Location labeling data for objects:
□ □ □ □ □
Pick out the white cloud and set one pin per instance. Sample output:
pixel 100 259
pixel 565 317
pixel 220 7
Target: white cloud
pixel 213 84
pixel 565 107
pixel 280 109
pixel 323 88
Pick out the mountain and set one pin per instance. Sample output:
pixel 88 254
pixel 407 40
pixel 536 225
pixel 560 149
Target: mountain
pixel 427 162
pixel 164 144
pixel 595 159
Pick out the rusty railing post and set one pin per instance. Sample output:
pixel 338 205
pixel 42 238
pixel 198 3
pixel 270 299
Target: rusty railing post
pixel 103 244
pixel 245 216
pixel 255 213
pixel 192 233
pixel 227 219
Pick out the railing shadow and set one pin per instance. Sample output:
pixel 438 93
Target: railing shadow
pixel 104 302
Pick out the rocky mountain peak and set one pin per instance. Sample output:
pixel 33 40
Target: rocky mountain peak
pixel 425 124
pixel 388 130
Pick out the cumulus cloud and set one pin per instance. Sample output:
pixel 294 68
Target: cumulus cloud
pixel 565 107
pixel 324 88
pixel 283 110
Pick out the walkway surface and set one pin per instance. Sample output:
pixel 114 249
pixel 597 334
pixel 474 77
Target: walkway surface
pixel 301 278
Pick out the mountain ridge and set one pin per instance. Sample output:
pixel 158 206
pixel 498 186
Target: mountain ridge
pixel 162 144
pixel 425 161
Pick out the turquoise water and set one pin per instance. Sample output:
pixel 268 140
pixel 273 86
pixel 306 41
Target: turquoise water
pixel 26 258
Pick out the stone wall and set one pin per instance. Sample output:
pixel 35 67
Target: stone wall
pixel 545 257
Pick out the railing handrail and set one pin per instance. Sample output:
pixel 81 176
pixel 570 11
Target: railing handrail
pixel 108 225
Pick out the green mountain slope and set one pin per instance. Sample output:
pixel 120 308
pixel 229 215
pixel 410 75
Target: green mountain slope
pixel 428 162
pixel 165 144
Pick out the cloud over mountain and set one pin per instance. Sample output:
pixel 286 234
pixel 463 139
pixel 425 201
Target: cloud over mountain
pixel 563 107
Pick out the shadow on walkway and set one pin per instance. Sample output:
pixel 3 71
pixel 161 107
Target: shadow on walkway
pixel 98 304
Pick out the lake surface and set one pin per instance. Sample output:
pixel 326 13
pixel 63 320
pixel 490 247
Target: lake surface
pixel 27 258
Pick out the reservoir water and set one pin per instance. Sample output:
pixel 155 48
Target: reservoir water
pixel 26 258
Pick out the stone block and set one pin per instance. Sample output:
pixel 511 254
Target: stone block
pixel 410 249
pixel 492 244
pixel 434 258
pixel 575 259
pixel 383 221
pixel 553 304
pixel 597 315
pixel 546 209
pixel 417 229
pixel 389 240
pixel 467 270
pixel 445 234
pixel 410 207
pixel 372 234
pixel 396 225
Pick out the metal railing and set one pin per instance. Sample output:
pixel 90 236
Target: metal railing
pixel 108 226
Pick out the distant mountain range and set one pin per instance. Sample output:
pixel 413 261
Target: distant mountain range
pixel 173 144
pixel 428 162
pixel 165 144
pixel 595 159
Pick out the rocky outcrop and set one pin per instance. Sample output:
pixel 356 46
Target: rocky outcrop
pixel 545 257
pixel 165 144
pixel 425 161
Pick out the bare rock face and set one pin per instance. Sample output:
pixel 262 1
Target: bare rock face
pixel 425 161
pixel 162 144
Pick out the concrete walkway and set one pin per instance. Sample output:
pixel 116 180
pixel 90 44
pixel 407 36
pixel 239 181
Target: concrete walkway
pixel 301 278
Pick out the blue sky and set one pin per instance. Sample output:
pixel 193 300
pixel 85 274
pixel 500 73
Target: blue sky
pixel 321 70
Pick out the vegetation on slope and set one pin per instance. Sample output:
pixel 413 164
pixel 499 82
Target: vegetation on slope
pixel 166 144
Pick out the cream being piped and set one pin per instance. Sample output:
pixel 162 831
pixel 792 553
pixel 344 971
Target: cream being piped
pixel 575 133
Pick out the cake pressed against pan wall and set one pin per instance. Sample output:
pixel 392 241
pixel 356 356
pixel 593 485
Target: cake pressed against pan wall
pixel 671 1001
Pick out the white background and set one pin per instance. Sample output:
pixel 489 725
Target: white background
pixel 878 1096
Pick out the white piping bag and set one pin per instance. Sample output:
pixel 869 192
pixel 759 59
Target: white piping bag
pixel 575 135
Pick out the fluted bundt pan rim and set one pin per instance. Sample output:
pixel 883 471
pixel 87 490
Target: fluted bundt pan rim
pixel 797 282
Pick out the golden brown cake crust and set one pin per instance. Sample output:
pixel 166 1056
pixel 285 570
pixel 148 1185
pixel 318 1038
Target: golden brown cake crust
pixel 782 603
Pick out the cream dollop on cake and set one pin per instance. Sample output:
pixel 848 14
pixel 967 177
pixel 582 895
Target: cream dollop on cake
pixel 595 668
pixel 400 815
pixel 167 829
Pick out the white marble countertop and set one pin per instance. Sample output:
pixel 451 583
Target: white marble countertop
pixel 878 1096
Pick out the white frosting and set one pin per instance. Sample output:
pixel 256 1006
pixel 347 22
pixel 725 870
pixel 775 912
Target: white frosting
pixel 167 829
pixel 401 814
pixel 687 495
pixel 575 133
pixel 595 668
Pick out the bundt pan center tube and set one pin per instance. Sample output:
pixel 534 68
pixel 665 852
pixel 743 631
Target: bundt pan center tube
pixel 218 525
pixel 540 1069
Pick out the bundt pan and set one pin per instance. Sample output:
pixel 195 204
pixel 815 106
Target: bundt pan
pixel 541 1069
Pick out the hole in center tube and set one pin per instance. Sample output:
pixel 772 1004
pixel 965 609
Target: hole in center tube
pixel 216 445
□ □ □ □ □
Arrange all of the lines above into a Markdown table with two columns, "Row" for a running number and "Line" for the line itself, and leave out any blank lines.

§ **Solution for this exercise**
| Row | Line |
|---|---|
| 1 | Pick out the white cloud and set one pin per instance. Sample output: |
| 2 | pixel 100 259 |
| 3 | pixel 565 317 |
| 4 | pixel 220 7 |
| 5 | Target: white cloud |
| 6 | pixel 213 84 |
| 7 | pixel 565 107 |
| 8 | pixel 280 109 |
| 9 | pixel 323 88 |
| 10 | Pick out the mountain and set one pin per instance. Sample output: |
| 11 | pixel 88 254 |
| 12 | pixel 407 40 |
| 13 | pixel 536 225 |
| 14 | pixel 560 149 |
| 15 | Target: mountain |
| 16 | pixel 427 162 |
| 17 | pixel 164 144 |
| 18 | pixel 595 159 |
| 19 | Pick out the rusty railing post and set one pin per instance. Sample output: |
| 20 | pixel 338 205 |
| 21 | pixel 42 238 |
| 22 | pixel 198 3 |
| 23 | pixel 270 299 |
| 24 | Target: rusty railing post |
| 25 | pixel 103 244 |
| 26 | pixel 245 216 |
| 27 | pixel 255 213 |
| 28 | pixel 192 233 |
| 29 | pixel 227 219 |
| 30 | Pick out the railing shadow and set one pin per instance. Sample output: |
| 31 | pixel 438 93 |
| 32 | Target: railing shadow |
| 33 | pixel 104 302 |
| 34 | Pick out the rocky mountain peak and set one pin per instance. Sample output: |
| 35 | pixel 33 40 |
| 36 | Target: rocky mountain peak |
| 37 | pixel 425 124 |
| 38 | pixel 388 130 |
| 39 | Pick out the cumulus cloud and set one pin per instance. Sample output: |
| 40 | pixel 294 68 |
| 41 | Target: cumulus cloud |
| 42 | pixel 565 107 |
| 43 | pixel 324 88 |
| 44 | pixel 283 110 |
| 45 | Pick out the walkway surface and set one pin per instance. Sample output: |
| 46 | pixel 114 249 |
| 47 | pixel 597 334 |
| 48 | pixel 474 77 |
| 49 | Target: walkway surface |
| 50 | pixel 301 278 |
| 51 | Pick out the mountain ridge and set one pin per instance. Sample output: |
| 52 | pixel 158 206 |
| 53 | pixel 498 186 |
| 54 | Target: mountain ridge |
| 55 | pixel 162 144 |
| 56 | pixel 425 161 |
| 57 | Pick out the turquoise water and set one pin per instance. Sample output: |
| 58 | pixel 268 140 |
| 59 | pixel 273 86 |
| 60 | pixel 306 41 |
| 61 | Target: turquoise water |
| 62 | pixel 26 258 |
| 63 | Pick out the stone wall and set one pin per instance. Sample output: |
| 64 | pixel 35 67 |
| 65 | Target: stone wall |
| 66 | pixel 545 257 |
| 67 | Pick out the railing handrail and set one pin per instance. Sample output: |
| 68 | pixel 81 176 |
| 69 | pixel 570 11 |
| 70 | Target: railing handrail |
| 71 | pixel 108 225 |
| 72 | Pick out the green mountain slope and set one pin per instance. Sample output: |
| 73 | pixel 120 308 |
| 74 | pixel 229 215 |
| 75 | pixel 410 75 |
| 76 | Target: green mountain slope |
| 77 | pixel 428 162 |
| 78 | pixel 165 144 |
| 79 | Pick out the cloud over mountain and set one pin per instance. Sample output: |
| 80 | pixel 286 234 |
| 81 | pixel 463 139 |
| 82 | pixel 425 201 |
| 83 | Target: cloud over mountain |
| 84 | pixel 563 107 |
| 85 | Pick out the shadow on walkway and set one pin per instance. Sample output: |
| 86 | pixel 3 71 |
| 87 | pixel 161 107 |
| 88 | Target: shadow on walkway |
| 89 | pixel 98 304 |
| 90 | Pick out the lake surface and set one pin per instance. Sample output: |
| 91 | pixel 326 13 |
| 92 | pixel 63 320 |
| 93 | pixel 490 247 |
| 94 | Target: lake surface |
| 95 | pixel 27 258 |
| 96 | Pick out the reservoir water and set one pin per instance. Sample output: |
| 97 | pixel 155 48 |
| 98 | Target: reservoir water |
| 99 | pixel 26 258 |
| 100 | Pick out the stone block and set one pin per instance. Sample output: |
| 101 | pixel 511 254 |
| 102 | Target: stone block |
| 103 | pixel 410 249 |
| 104 | pixel 492 244 |
| 105 | pixel 434 258 |
| 106 | pixel 575 259 |
| 107 | pixel 383 221 |
| 108 | pixel 553 304 |
| 109 | pixel 597 315 |
| 110 | pixel 546 209 |
| 111 | pixel 417 229 |
| 112 | pixel 389 240 |
| 113 | pixel 467 270 |
| 114 | pixel 445 234 |
| 115 | pixel 410 207 |
| 116 | pixel 372 234 |
| 117 | pixel 396 225 |
| 118 | Pick out the metal railing and set one pin per instance. Sample output: |
| 119 | pixel 90 236 |
| 120 | Target: metal railing |
| 121 | pixel 108 226 |
| 122 | Pick out the distant mountain range and set one pin per instance. Sample output: |
| 123 | pixel 413 261 |
| 124 | Target: distant mountain range |
| 125 | pixel 173 144 |
| 126 | pixel 428 162 |
| 127 | pixel 165 144 |
| 128 | pixel 595 159 |
| 129 | Pick out the rocky outcrop and set one pin per instance. Sample output: |
| 130 | pixel 356 46 |
| 131 | Target: rocky outcrop |
| 132 | pixel 545 257 |
| 133 | pixel 165 144 |
| 134 | pixel 425 161 |
| 135 | Pick out the bare rock face and set one pin per instance. Sample output: |
| 136 | pixel 262 1 |
| 137 | Target: bare rock face |
| 138 | pixel 425 161 |
| 139 | pixel 162 144 |
| 140 | Pick out the concrete walkway and set one pin per instance. Sample output: |
| 141 | pixel 116 180 |
| 142 | pixel 90 44 |
| 143 | pixel 407 36 |
| 144 | pixel 239 181 |
| 145 | Target: concrete walkway |
| 146 | pixel 301 278 |
| 147 | Pick out the blue sky and set one pin per instance. Sample output: |
| 148 | pixel 193 300 |
| 149 | pixel 85 274 |
| 150 | pixel 500 73 |
| 151 | Target: blue sky |
| 152 | pixel 321 70 |
| 153 | Pick out the vegetation on slope and set one pin per instance. Sample output: |
| 154 | pixel 413 164 |
| 155 | pixel 499 82 |
| 156 | Target: vegetation on slope |
| 157 | pixel 166 144 |
| 158 | Pick out the cream being piped and set one pin per instance. Sample output: |
| 159 | pixel 162 831 |
| 160 | pixel 792 553 |
| 161 | pixel 344 971 |
| 162 | Target: cream being piped |
| 163 | pixel 575 133 |
| 164 | Pick out the cake pressed against pan wall and set one pin per instance. Sample output: |
| 165 | pixel 392 241 |
| 166 | pixel 356 356 |
| 167 | pixel 593 485 |
| 168 | Target: cake pressed against pan wall |
| 169 | pixel 671 1001 |
| 170 | Pick out the white background and set one pin per instance. Sample output: |
| 171 | pixel 489 725 |
| 172 | Target: white background |
| 173 | pixel 878 1096 |
| 174 | Pick out the white piping bag and set one pin per instance. Sample output: |
| 175 | pixel 869 192 |
| 176 | pixel 759 59 |
| 177 | Target: white piping bag |
| 178 | pixel 575 135 |
| 179 | Pick out the fluted bundt pan rim and set one pin per instance. Sample output: |
| 180 | pixel 883 471 |
| 181 | pixel 87 490 |
| 182 | Target: fluted bundt pan rim |
| 183 | pixel 797 282 |
| 184 | Pick out the golden brown cake crust and set one pin per instance. Sample output: |
| 185 | pixel 166 1056 |
| 186 | pixel 285 570 |
| 187 | pixel 148 1185 |
| 188 | pixel 318 1038 |
| 189 | Target: golden brown cake crust |
| 190 | pixel 782 603 |
| 191 | Pick out the cream dollop on cake and set one pin per instance. Sample output: |
| 192 | pixel 848 14 |
| 193 | pixel 967 177 |
| 194 | pixel 582 895 |
| 195 | Target: cream dollop on cake |
| 196 | pixel 595 668 |
| 197 | pixel 400 815 |
| 198 | pixel 167 829 |
| 199 | Pick out the white marble countertop and set one pin per instance. Sample output: |
| 200 | pixel 451 583 |
| 201 | Target: white marble countertop |
| 202 | pixel 878 1096 |
| 203 | Pick out the white frosting and set one pin per instance. Sample output: |
| 204 | pixel 256 1006 |
| 205 | pixel 347 22 |
| 206 | pixel 725 870 |
| 207 | pixel 775 912 |
| 208 | Target: white frosting |
| 209 | pixel 167 829 |
| 210 | pixel 401 814 |
| 211 | pixel 687 495 |
| 212 | pixel 575 133 |
| 213 | pixel 595 668 |
| 214 | Pick out the bundt pan center tube and set one pin per instance. Sample output: |
| 215 | pixel 534 68 |
| 216 | pixel 665 852 |
| 217 | pixel 743 631 |
| 218 | Target: bundt pan center tube |
| 219 | pixel 218 525 |
| 220 | pixel 540 1069 |
| 221 | Pick out the bundt pan and set one pin per instance. Sample output: |
| 222 | pixel 195 204 |
| 223 | pixel 815 106 |
| 224 | Target: bundt pan |
| 225 | pixel 541 1069 |
| 226 | Pick out the hole in center tube and set one pin per instance. Sample output: |
| 227 | pixel 772 1004 |
| 228 | pixel 965 609 |
| 229 | Target: hole in center tube |
| 230 | pixel 216 445 |